> **Stated problem A**:
Name each factor that the passage on FE simulation design says the friction coefficient depends on in practice.
> **Stated problem B**:
Reproduce the passage on FE simulation design word for word from "Fig. 2 True" to "hot forming process.".

> **Selected excerpt**:

=-=-=

Table 4 Chemical composition of AA6111aluminum alloy (mass fraction, %)
Fig. 2 True stress-true strain curves of AA6111 under different temperatures and various strain rates
3 Design of FE simulations
In this work, the effect of the friction coefficient ranging from 0 to 0.30 is evaluated. The friction coefficient range is chosen based on lubrication properties and work experience. Some lubricants, such as Dag 2404, Dag F-425 and other graphitic lubricants, are effective at elevated temperatures. In practice, the friction coefficient varies depending on many factors, such as deformation temperature, pressure and roughness distribution. YANAGIDA and AZUSHIMA [23] conducted the evaluation of friction coefficients in hot flat drawing process of SPHC steel and high strength steel. However, the related knowledge on aluminum alloys in hot forming is limited. In this FE model, the friction coefficient is assumed constant during hot forming process.
The study on friction coefficient effects is carried out under three conditions. Under condition 1, the friction coefficients for any interaction (such as the interactions between the blank and the punch, between the blank and the holder, and between the blank and the die) are the same and the friction coefficient is defined as μ0; under condition 2, both the friction coefficient between the blank and the holder and that between the blank and the die are kept constant as 0.2, and the friction coefficient between the blank and the punch is defined as μ1; under condition 3, the friction coefficient between the blank and the punch is kept constant as 0.2, the friction coefficient between the blank and the holder is defined as μ2, at the same time, the friction coefficient between the blank and the die is also set as same as μ2. For each condition, the friction coefficient varies from 0 to 0.3 at the interval of 0.05 or 0.10. The specific simulation designs under different conditions are shown in Table 5. In Table 5, “√” indicates that the test is conducted for this specific value and “-” indicates that the test is not carried out for this specific value.

=-=-=

(Raw records)
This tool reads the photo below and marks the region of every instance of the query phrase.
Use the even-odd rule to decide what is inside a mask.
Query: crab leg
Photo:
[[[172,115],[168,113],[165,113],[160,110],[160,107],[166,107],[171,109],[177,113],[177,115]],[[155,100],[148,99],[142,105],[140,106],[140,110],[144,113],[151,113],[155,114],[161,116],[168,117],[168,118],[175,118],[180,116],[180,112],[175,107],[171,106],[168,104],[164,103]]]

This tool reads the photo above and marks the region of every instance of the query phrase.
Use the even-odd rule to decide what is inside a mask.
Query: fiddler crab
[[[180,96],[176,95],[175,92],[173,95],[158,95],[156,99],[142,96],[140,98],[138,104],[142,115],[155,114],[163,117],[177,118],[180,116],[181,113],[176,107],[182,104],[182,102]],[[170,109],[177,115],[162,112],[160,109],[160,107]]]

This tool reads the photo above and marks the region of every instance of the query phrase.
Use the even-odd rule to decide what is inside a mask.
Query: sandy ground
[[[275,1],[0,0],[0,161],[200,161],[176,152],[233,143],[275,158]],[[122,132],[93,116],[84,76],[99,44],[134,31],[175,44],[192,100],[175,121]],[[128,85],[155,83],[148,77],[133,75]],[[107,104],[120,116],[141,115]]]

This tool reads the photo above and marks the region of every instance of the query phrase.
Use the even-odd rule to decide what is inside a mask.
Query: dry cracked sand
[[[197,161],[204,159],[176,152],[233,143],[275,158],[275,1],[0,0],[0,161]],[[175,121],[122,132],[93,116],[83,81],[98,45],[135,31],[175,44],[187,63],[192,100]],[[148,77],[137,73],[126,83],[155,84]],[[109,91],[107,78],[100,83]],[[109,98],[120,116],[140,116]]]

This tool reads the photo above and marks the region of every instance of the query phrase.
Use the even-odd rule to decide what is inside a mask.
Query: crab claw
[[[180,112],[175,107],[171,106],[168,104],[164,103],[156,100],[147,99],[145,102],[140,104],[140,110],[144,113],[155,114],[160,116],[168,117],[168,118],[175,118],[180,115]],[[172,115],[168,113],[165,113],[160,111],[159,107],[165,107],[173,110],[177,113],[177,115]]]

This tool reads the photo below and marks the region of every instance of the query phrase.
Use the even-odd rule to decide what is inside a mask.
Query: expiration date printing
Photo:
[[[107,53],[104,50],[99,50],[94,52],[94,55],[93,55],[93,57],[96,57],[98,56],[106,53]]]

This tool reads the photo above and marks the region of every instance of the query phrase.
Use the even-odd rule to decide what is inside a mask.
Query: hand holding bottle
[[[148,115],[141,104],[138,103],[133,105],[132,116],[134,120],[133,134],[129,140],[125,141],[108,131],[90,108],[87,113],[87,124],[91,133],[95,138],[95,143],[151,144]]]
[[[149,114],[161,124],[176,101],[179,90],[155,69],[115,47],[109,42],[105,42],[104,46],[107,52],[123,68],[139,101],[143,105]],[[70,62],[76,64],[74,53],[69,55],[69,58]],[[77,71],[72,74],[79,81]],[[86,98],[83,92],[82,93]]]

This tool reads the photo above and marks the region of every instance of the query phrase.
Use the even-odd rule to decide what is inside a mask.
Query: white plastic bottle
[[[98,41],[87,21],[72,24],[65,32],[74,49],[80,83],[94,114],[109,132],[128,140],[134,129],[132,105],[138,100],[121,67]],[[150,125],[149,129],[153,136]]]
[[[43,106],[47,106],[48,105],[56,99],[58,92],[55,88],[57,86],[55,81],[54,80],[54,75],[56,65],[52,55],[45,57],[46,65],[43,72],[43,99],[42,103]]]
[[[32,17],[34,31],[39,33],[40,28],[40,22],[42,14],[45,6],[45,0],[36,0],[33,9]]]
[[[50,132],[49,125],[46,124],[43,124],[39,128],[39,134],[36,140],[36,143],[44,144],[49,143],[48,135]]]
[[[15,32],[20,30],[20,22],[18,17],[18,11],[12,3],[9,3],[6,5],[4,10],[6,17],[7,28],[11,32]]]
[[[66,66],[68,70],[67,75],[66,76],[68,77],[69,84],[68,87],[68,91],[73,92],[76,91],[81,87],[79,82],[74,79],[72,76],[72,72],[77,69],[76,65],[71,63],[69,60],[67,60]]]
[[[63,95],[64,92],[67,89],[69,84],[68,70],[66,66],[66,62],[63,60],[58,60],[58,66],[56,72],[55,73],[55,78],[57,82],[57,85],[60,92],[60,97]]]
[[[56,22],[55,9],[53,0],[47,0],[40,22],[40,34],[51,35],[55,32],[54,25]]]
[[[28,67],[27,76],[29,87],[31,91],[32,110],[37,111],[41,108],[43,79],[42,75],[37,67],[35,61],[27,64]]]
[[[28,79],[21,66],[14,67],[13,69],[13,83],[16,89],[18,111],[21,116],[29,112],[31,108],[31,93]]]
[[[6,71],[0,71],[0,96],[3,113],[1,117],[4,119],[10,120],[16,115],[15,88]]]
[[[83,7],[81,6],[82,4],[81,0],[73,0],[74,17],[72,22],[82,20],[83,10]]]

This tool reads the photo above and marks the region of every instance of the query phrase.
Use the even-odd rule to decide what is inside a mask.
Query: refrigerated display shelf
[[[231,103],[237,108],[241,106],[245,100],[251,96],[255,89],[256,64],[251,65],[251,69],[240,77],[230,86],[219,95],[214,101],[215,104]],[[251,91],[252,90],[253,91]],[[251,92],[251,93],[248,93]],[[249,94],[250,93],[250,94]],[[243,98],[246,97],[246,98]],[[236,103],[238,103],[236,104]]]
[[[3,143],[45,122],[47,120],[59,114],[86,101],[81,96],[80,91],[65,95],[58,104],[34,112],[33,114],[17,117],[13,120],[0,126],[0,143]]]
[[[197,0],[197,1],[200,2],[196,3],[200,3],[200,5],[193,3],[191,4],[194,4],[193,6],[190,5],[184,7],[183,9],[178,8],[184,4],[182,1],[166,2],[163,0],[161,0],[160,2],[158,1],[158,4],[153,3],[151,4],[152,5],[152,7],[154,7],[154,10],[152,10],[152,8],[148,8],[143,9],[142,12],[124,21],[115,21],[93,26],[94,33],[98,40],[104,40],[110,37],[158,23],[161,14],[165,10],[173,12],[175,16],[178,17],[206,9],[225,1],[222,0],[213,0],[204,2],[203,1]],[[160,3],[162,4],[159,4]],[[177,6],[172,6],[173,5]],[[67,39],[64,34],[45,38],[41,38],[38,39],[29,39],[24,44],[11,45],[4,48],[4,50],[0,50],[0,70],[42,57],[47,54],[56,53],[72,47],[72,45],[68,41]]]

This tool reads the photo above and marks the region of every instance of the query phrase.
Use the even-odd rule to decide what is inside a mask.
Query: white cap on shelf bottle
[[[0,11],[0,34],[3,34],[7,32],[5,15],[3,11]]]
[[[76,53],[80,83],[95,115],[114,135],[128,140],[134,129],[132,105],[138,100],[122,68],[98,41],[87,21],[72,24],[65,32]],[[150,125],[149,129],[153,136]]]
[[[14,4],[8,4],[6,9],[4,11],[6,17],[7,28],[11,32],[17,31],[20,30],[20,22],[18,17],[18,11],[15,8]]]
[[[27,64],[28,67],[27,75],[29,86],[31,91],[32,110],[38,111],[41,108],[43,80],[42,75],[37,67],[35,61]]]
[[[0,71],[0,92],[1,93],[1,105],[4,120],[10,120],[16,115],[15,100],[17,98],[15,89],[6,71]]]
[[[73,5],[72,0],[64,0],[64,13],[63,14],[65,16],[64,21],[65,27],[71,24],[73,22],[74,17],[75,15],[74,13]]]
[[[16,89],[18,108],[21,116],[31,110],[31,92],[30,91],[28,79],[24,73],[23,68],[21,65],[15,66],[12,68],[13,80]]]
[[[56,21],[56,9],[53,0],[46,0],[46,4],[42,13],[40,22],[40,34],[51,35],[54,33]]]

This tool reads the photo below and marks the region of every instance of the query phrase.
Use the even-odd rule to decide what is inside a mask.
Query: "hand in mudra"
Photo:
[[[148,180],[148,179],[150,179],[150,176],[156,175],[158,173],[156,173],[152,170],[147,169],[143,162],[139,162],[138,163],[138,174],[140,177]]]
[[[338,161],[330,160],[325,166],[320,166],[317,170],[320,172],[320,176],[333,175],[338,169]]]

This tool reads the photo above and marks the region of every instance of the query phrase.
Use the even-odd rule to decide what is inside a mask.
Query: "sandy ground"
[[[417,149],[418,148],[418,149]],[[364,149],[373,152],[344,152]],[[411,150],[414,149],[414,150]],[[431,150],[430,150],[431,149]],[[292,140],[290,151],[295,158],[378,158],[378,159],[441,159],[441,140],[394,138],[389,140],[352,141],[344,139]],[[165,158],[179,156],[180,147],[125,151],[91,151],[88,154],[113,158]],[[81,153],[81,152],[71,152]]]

=-=-=

> **Response A**:
Deformation temperature, pressure, and roughness distribution.

> **Response B**:
Fig. 2 True stress-true strain curves of AA6111 under different temperatures and various strain rates
3 Design of FE simulations
In this work, the effect of the friction coefficient ranging from 0 to 0.30 is evaluated. The friction coefficient range is chosen based on lubrication properties and work experience. Some lubricants, such as Dag 2404, Dag F-425 and other graphitic lubricants, are effective at elevated temperatures. In practice, the friction coefficient varies depending on many factors, such as deformation temperature, pressure and roughness distribution. YANAGIDA and AZUSHIMA [23] conducted the evaluation of friction coefficients in hot flat drawing process of SPHC steel and high strength steel. However, the related knowledge on aluminum alloys in hot forming is limited. In this FE model, the friction coefficient is assumed constant during hot forming process.